==== Fragment źródłowy

Zator na obwodnicy i ekspresówce

Budowa północnej obwodnicy postępuje, ale nie w zaplanowanym tempie, fot. GDDKiA Lublin

Budowa obwodnicy Chełma przedłuży się o co najmniej kilka miesięcy. Także budowa fragmentu drogi ekspresowej S12 z Dorohuczy do Chełma nie ruszy w planowanym terminie. Przeszkodziły warunki i „papierologia”.

Prace przy północnej obwodnicy Chełma idą pełną parą od kilkunastu miesięcy. Postępy widoczne są gołym okiem m.in. na trasie lubelskiej, w Horodyszczu czy Okszowie. Kierowcy już widzą fragmenty obwodnicy, mosty i wiadukty. Można je też śledzić w internecie, bo Generalna Dyrekcja Dróg i Autostrad umieszcza filmy i zdjęcia z postępu prac. Ale mimo dużego zaawansowania robót już wiadomo, że inwestycja nie zostanie zakończone zgodnie pierwotnym terminem. A ten zakładał oddanie drogi do użytku do końca 2025 roku. Co się stało?

– Jak już wcześniej informowaliśmy, chodzi o okoliczności związane m.in. z wydłużonym procedowaniem decyzji ZRID (zgoda na realizację inwestycji drogowej), a także z wystąpieniem skomplikowanych warunków gruntowo-wodnych, odmiennych od wcześniej stwierdzonych, konieczności przebudowy sieci wysokiego napięcia w rejonie węzła Chełm-Wschód przez gestora sieci, czy zwiększonego zakresu prowadzonych badań archeologicznych w Srebrzyszczu. Aktualnie jesteśmy w trakcie oceny tych okoliczności oraz tego, jaki będą miały wpływ na termin ukończenia inwestycji. Biorąc to pod uwagę, planowane początkowo udostępnienie drogi kierowcom w tym roku nie będzie niestety możliwe. Obecnie zaawansowanie prac wynosi 38 proc. – mówi Łukasz Minkiewicz z biura prasowego GDDKiA z Lublina.

========

● Zadania do wykonania
a – Ile według tekstu o obwodnicy Chełma wynosi obecnie zaawansowanie prac?
b – Streść tekst o obwodnicy Chełma w dwóch zdaniach.

==== Dostarczone wpisy

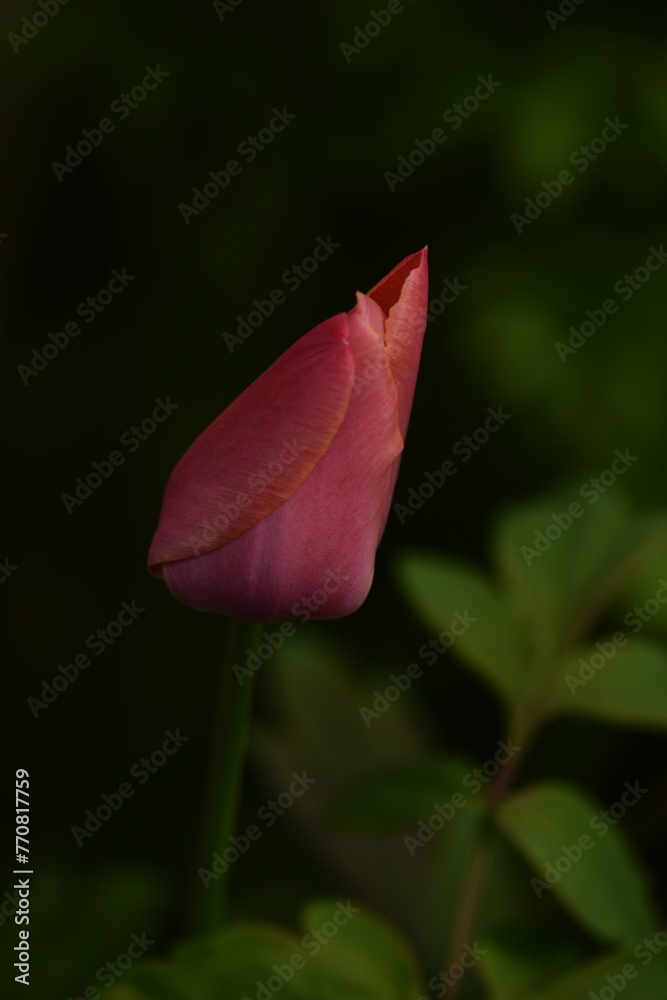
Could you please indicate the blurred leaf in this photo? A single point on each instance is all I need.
(564, 557)
(366, 959)
(624, 684)
(612, 975)
(345, 954)
(588, 863)
(524, 956)
(438, 588)
(401, 793)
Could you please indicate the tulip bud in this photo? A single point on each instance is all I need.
(280, 504)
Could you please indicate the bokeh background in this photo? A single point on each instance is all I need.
(324, 176)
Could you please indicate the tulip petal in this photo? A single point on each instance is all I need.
(334, 520)
(403, 296)
(256, 454)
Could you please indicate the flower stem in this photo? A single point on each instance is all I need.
(473, 879)
(229, 741)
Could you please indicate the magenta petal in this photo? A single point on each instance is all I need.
(277, 509)
(313, 556)
(406, 322)
(254, 456)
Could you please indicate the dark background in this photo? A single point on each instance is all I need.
(163, 336)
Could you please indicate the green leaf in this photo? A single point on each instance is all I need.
(635, 974)
(621, 683)
(364, 959)
(553, 559)
(525, 956)
(345, 953)
(585, 861)
(401, 793)
(438, 589)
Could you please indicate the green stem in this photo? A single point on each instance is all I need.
(229, 743)
(470, 895)
(473, 879)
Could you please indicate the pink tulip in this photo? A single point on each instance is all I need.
(278, 507)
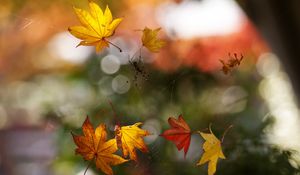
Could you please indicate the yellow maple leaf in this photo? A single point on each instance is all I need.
(212, 151)
(150, 40)
(96, 26)
(130, 137)
(93, 146)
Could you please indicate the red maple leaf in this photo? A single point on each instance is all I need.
(179, 134)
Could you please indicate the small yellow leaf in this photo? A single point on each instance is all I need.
(130, 137)
(96, 26)
(150, 40)
(212, 151)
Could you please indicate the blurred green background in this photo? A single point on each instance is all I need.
(48, 87)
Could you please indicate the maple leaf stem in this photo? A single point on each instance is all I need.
(225, 132)
(115, 46)
(89, 165)
(138, 50)
(114, 111)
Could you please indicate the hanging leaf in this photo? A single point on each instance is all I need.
(92, 146)
(212, 151)
(96, 26)
(231, 63)
(150, 40)
(179, 134)
(129, 138)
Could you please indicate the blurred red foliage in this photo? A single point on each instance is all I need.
(204, 53)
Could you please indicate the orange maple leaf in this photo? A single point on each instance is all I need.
(93, 146)
(179, 134)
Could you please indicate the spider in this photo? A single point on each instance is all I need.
(139, 69)
(231, 63)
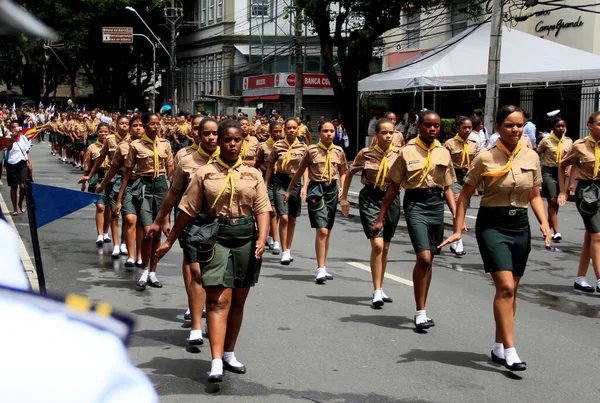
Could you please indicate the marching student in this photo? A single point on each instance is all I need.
(553, 150)
(152, 160)
(91, 154)
(424, 169)
(187, 161)
(462, 151)
(262, 162)
(512, 177)
(234, 198)
(286, 156)
(585, 159)
(375, 162)
(326, 163)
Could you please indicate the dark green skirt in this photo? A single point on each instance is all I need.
(504, 239)
(550, 187)
(231, 262)
(591, 221)
(424, 212)
(322, 201)
(370, 200)
(293, 207)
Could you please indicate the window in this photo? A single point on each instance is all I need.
(259, 8)
(459, 16)
(413, 22)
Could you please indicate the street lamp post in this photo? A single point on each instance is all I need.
(129, 8)
(153, 70)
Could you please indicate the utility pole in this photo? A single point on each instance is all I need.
(492, 88)
(299, 87)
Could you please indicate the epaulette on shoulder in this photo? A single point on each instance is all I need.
(77, 308)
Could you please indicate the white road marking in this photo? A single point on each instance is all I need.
(392, 277)
(25, 257)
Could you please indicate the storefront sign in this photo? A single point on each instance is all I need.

========

● Pełne odpowiedzi
a – 38 proc.

b – Budowa północnej obwodnicy Chełma przedłuży się o co najmniej kilka miesięcy i droga nie zostanie oddana kierowcom do końca 2025 roku, jak pierwotnie zakładano, a budowa odcinka S12 z Dorohuczy do Chełma nie ruszy w planowanym terminie. Według GDDKiA opóźnienie wynika m.in. z wydłużonego procedowania decyzji ZRID, skomplikowanych warunków gruntowo-wodnych, konieczności przebudowy sieci wysokiego napięcia przy węźle Chełm-Wschód i zwiększonego zakresu badań archeologicznych w Srebrzyszczu, a prace są obecnie zaawansowane w 38 proc.